====== Materials provided

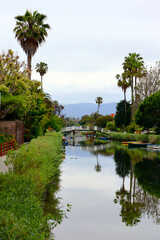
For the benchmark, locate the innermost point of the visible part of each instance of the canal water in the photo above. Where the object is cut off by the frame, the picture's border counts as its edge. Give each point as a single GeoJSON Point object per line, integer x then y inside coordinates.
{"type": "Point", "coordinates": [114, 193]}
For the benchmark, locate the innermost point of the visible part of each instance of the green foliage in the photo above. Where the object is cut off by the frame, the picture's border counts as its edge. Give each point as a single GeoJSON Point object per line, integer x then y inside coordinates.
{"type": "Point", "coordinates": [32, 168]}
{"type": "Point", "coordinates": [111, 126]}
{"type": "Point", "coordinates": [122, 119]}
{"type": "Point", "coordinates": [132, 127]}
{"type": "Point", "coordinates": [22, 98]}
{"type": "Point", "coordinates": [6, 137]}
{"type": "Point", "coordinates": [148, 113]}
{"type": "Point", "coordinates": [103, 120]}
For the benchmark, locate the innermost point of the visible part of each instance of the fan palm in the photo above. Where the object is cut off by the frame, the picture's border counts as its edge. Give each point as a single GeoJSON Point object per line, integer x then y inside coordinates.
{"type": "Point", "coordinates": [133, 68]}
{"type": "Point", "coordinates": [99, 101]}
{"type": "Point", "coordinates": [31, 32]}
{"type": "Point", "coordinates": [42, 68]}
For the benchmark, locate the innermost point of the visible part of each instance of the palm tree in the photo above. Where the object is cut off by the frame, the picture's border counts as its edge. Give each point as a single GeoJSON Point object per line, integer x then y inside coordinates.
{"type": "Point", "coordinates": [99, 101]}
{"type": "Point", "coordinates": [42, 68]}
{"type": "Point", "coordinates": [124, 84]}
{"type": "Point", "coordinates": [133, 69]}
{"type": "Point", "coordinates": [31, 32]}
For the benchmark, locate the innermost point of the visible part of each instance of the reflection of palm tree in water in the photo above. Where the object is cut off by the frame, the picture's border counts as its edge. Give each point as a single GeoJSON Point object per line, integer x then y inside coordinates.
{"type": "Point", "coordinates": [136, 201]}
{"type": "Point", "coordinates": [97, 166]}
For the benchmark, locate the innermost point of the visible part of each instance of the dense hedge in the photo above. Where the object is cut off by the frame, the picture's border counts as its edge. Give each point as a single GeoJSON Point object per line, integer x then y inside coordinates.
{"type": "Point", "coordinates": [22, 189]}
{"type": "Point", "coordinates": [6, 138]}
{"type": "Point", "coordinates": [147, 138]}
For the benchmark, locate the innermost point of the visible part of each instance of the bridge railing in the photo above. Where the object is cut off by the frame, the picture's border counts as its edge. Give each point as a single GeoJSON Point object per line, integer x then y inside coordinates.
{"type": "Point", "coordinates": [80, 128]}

============
====== Materials provided

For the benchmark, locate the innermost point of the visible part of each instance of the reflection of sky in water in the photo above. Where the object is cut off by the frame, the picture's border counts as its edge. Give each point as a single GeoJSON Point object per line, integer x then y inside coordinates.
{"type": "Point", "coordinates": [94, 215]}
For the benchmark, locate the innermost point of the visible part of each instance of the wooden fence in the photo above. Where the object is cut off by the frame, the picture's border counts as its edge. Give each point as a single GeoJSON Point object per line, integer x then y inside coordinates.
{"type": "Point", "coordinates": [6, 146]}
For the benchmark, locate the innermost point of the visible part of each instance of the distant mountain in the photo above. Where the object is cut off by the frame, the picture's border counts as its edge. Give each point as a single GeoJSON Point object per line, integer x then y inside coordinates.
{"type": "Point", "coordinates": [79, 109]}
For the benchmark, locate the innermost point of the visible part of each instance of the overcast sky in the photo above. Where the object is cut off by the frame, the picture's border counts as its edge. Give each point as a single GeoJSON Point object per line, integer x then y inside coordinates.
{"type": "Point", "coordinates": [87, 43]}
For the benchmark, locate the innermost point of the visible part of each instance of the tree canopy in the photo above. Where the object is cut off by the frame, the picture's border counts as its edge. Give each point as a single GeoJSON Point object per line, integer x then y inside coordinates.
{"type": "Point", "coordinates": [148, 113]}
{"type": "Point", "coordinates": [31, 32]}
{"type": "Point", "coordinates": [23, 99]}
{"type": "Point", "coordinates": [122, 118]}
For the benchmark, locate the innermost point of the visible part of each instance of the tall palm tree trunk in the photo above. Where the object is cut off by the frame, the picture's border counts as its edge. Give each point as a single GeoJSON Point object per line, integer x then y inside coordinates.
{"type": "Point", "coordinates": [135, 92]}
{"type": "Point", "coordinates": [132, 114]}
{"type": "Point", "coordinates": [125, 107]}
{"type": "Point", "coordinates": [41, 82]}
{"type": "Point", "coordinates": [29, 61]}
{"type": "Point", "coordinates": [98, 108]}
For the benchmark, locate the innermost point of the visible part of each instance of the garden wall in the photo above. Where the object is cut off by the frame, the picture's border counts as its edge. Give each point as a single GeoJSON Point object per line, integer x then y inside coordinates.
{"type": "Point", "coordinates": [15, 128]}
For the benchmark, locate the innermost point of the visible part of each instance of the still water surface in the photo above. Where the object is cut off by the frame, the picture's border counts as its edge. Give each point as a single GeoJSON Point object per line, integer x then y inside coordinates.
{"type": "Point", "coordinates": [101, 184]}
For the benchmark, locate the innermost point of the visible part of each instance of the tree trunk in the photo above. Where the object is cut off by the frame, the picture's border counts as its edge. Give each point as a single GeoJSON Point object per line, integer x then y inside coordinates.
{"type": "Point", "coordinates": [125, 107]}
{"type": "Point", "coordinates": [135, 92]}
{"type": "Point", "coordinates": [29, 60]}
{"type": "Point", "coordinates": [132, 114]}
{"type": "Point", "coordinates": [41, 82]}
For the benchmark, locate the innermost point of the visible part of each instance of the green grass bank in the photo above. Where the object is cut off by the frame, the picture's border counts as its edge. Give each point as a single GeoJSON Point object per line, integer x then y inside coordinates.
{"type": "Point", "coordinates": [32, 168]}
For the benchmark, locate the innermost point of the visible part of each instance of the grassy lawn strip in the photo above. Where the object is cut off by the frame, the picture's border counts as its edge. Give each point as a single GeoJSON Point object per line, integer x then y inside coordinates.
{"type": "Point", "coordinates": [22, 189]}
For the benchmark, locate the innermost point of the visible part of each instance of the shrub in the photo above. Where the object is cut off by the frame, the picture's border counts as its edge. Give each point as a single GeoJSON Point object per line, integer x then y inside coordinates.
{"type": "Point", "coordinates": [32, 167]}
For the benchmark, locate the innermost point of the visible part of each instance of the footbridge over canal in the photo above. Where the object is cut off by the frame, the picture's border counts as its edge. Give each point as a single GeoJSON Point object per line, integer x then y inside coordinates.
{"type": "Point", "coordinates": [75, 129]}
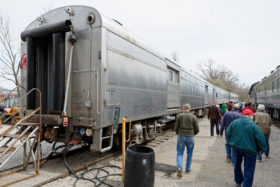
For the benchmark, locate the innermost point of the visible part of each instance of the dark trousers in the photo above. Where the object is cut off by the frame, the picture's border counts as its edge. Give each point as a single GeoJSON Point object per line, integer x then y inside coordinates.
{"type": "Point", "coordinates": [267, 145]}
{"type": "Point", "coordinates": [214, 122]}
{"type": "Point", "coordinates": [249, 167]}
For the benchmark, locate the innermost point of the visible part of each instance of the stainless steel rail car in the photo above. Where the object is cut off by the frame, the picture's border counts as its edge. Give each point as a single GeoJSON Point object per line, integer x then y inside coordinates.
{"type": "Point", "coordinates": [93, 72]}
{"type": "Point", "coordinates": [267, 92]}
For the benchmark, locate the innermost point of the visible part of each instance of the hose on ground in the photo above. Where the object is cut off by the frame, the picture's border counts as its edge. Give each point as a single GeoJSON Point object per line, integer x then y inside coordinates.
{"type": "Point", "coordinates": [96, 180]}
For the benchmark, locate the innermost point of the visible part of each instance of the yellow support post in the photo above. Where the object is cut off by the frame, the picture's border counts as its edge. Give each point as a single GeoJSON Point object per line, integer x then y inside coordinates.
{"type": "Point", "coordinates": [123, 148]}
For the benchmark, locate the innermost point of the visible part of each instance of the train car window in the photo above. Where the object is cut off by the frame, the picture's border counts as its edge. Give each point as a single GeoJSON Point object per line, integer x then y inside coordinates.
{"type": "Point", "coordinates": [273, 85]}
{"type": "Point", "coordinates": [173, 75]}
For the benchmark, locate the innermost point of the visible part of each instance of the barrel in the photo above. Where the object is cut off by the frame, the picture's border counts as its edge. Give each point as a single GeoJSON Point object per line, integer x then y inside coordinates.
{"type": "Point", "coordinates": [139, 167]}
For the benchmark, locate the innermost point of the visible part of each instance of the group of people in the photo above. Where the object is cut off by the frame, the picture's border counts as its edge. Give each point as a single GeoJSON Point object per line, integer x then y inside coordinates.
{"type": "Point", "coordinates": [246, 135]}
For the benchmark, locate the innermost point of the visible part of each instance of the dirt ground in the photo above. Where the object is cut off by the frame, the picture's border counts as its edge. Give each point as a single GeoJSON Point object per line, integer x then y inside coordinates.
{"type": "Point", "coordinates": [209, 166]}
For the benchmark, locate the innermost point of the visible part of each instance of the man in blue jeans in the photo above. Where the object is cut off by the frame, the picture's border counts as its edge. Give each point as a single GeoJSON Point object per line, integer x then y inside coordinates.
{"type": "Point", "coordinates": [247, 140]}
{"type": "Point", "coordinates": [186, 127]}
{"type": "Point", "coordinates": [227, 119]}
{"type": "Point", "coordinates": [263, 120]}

============
====== Materials provided

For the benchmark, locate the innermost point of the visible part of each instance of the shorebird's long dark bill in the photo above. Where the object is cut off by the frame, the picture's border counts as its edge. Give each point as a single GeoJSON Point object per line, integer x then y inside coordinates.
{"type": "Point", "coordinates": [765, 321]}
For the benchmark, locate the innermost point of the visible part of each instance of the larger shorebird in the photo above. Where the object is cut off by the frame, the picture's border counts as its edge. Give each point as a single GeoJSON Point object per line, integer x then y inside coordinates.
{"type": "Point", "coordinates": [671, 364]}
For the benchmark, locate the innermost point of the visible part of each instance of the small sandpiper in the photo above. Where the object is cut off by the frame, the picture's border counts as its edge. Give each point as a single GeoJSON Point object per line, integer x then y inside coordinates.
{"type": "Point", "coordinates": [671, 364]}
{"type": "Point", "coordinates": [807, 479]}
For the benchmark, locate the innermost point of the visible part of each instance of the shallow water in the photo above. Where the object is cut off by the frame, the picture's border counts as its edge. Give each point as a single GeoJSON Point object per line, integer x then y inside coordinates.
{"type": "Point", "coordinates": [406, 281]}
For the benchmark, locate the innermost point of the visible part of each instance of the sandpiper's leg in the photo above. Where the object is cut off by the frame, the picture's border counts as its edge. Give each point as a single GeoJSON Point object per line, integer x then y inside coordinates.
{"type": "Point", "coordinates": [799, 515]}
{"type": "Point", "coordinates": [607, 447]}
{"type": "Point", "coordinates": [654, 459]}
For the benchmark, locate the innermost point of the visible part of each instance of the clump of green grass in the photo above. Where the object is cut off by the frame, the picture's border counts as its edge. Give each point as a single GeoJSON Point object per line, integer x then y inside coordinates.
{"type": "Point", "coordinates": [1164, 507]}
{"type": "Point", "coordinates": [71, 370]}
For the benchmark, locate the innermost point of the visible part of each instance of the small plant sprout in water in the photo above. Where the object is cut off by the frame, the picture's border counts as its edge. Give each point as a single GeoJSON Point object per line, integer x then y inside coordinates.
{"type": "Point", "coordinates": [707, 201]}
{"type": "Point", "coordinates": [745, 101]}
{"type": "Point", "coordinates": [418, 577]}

============

_Task:_
From the records above, extract each line that contains the string "distant". The match is case-sensitive.

_Result of the exercise:_
For the benchmark, locate the innermost point of the visible part of each instance of the distant mountain in the photo above. Where the object is cut off by the frame, the picture's border counts as its edge. Give each point as a single GeoJSON Point object per line, integer x then y inside coordinates.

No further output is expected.